* SHORT TASK 1 *
Print the passage of the email about the parametrize alias that starts with "Or at least" and goes on through "including or not.", keeping its wording unchanged.
* SHORT TASK 2 *
Pick up the email about the parametrize alias after its final line and keep writing it.

* SUPPLIED TEXT *
## START

Hello all,

I kinda feel bad that this has turned into kind-of an ordeal.
Or at least it seems like it has.

I'm rather rooting for the "params" version, and agree with Floris that
"parametrize" should be supported for eternity.

This is not something urgent, of course.
One option is to implement the params version on a branch, and let everyone
who cares know where it is.
We could try it out, play with it, write up a few examples and see how it
looks, try explaining it, etc.
Then make a decision of whether it's worth including or not.

WRT the plugin version, if it would end up being an ugly thing that
shouldn't be used as an example for others, then it's probably not a good
idea.

In any case, I admire all of you and will stand behind whatever decision is
made.

Cheers,
Brian

On Tue, Jan 30, 2018 at 10:22 PM, Floris Bruynooghe <f...@devork.be> wrote:

> holger krekel <hol...@merlinux.eu> writes:
>
> > On Mon, Jan 29, 2018 at 19:08 -0800, Floris Bruynooghe wrote:
> >> Bruno Oliveira <nicodde...@gmail.com> writes:
> >> > A PR[1] has been submitted which adds `parameterize` as an alias to
> >> > `parametrize`. Florian Bruhin and I are not very keen to the idea
> given
> >> > that there is an explicit warning for it already and having different
> names
> >> > to the same thing reduces consistency across test suites.

## END

* DATASET EXTRACT *
## START

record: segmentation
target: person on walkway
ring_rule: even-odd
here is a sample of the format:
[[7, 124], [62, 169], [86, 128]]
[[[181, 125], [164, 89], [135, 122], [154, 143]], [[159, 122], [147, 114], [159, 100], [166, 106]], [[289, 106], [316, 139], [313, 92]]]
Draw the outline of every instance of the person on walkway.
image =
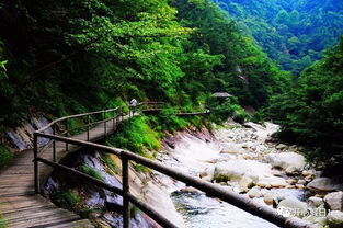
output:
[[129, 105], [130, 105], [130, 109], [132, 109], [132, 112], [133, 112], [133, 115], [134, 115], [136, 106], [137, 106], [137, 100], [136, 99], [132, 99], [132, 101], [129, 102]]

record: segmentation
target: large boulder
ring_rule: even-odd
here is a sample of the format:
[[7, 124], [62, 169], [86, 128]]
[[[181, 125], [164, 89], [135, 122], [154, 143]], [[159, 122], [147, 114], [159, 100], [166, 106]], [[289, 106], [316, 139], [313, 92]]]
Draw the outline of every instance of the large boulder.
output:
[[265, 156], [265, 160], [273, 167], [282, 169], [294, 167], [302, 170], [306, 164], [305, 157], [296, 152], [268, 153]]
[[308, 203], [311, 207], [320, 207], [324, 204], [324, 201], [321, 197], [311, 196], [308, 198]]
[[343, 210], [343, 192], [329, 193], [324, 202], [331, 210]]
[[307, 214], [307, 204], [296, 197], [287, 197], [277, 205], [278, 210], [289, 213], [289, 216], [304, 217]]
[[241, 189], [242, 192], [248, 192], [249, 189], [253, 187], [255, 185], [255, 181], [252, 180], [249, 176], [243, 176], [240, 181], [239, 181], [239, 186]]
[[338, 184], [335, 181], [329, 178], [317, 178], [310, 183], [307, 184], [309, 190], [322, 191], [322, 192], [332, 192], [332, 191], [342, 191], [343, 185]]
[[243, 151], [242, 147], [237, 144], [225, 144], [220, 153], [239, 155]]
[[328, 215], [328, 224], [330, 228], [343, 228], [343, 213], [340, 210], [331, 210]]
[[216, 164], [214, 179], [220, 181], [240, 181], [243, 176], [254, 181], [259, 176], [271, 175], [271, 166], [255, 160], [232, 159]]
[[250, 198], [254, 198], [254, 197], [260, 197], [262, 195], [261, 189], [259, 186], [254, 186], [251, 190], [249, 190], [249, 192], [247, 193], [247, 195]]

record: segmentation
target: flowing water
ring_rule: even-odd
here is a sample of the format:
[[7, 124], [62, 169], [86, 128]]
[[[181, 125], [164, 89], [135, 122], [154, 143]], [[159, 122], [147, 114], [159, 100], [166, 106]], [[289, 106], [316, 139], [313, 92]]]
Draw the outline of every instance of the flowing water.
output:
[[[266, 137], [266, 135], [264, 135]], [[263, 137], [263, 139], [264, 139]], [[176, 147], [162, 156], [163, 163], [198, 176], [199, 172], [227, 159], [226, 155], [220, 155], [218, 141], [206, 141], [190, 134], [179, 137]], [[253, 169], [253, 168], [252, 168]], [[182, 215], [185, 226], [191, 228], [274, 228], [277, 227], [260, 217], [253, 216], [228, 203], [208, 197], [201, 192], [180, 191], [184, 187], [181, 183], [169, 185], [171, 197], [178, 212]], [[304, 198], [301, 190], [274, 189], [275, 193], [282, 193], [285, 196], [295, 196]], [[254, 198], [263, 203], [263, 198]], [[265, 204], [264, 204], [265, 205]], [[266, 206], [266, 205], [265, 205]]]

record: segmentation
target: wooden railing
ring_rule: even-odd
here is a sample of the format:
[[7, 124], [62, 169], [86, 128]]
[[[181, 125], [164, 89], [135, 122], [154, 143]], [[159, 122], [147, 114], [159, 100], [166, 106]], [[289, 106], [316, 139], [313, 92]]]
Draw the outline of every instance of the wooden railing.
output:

## END

* WRITTEN REPLY 1 *
Or at least it seems like it has.

I'm rather rooting for the "params" version, and agree with Floris that
"parametrize" should be supported for eternity.

This is not something urgent, of course.
One option is to implement the params version on a branch, and let everyone
who cares know where it is.
We could try it out, play with it, write up a few examples and see how it
looks, try explaining it, etc.
Then make a decision of whether it's worth including or not.

* WRITTEN REPLY 2 *
> >>
> >> So I've recently finished a (toy) plugin which I've been intending to
> >> release as pytest-parawtf.  It's currently in the legal machine of my
> >> employer for me to hopefully be able to release unrestricted.  You can
> >> probably guess what it does from the name, but it basically allows a few
> >> misspellings in all locations.  I actually considered allowing anything
> >> matching the ``param*`` wildcard but thought while fun it would probably
> >> stop people from using it.
> >>
> >> However the serious note in that plugin is that I think it makes sense
> >> to use ``params``.  My reasoning is that it's easy to spell and already
> >> used for fixtures: ``@pytest.fixture(params=[0, 1])``.  So why not
> >> everywhere else:  ``@pytest.mark.params('a', [0, 1])``,
> >> ``metafunc.params(...)``.  So to be honest I think we should migrate to
> >> that and still disallow the other variants.  It would mean I don't get
> >> to release my fun plugin but whatever.
> >
> > i initially meant to write my skepticism wrt to going the
> > "alternative spellings" route but FWIW i do like "params" as it also
> matches
> > accessing a parameter via "request.param" inside fixture functions. For
> > ``metafunc.X`` i rather expect X to be a verb, however. /me fiddles with
> > the parameters of what he supposes is a time-machine ...
> >
> > That being said i don't like the idea of making tons of existing code
> > throw warnings, let alone having "pytest.mark.parametrize" erroring out
> > in future pytest versions. I guess i am aware of too many existing code
> > bases (and written and printed tutorials and books) which would
> > suffer. Independently from the question at hand I recommend to be
> > careful with the notion of "people can just rename their code".
>
> For metafunc having a verb sort of makes sense.  But also the
> consistency argument is strong.  You could try to go the .apply_params()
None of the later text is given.